Excerpts of bounding box data:
───

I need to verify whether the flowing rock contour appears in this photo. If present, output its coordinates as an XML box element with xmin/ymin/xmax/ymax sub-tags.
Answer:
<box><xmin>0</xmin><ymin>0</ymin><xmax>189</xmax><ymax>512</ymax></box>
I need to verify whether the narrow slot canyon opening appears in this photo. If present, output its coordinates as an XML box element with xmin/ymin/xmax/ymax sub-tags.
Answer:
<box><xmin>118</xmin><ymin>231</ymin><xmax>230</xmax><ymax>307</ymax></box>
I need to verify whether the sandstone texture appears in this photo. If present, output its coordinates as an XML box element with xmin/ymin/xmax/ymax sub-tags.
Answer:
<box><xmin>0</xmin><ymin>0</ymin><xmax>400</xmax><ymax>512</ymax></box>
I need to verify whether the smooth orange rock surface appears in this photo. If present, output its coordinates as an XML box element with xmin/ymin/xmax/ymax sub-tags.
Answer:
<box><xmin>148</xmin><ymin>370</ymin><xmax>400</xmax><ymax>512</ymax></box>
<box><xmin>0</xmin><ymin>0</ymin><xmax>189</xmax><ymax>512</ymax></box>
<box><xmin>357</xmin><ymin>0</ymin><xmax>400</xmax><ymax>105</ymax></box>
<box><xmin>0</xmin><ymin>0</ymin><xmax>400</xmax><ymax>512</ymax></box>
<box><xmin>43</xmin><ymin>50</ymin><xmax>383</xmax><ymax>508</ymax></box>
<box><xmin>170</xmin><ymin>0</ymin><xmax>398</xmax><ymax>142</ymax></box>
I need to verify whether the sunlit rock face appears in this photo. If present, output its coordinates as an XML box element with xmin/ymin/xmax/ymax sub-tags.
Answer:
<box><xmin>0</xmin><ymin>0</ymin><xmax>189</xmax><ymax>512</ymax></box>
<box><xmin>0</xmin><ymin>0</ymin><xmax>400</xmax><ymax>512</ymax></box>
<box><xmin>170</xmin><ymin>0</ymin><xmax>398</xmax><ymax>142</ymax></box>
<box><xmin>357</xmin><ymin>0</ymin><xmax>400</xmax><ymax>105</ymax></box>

───

* WHAT YOU WILL DO *
Edit the rows from the line with "I need to verify whether the smooth" through the end of the rows so that "verify" becomes "check", leaving everything else as it is. Return only those lines.

* WRITTEN ANSWER *
I need to check whether the smooth orange rock surface appears in this photo. If present, output its coordinates as an XML box element with xmin/ymin/xmax/ymax sub-tags.
Answer:
<box><xmin>148</xmin><ymin>370</ymin><xmax>400</xmax><ymax>512</ymax></box>
<box><xmin>0</xmin><ymin>0</ymin><xmax>189</xmax><ymax>512</ymax></box>
<box><xmin>357</xmin><ymin>0</ymin><xmax>400</xmax><ymax>105</ymax></box>
<box><xmin>0</xmin><ymin>0</ymin><xmax>400</xmax><ymax>512</ymax></box>
<box><xmin>43</xmin><ymin>50</ymin><xmax>383</xmax><ymax>508</ymax></box>
<box><xmin>170</xmin><ymin>0</ymin><xmax>398</xmax><ymax>142</ymax></box>
I need to check whether the sunlit rock face appears in this photo. If present, output its coordinates as an XML box element with xmin/ymin/xmax/ymax sub-tags.
Answer:
<box><xmin>0</xmin><ymin>0</ymin><xmax>189</xmax><ymax>512</ymax></box>
<box><xmin>0</xmin><ymin>0</ymin><xmax>400</xmax><ymax>512</ymax></box>
<box><xmin>170</xmin><ymin>0</ymin><xmax>398</xmax><ymax>142</ymax></box>
<box><xmin>357</xmin><ymin>0</ymin><xmax>400</xmax><ymax>105</ymax></box>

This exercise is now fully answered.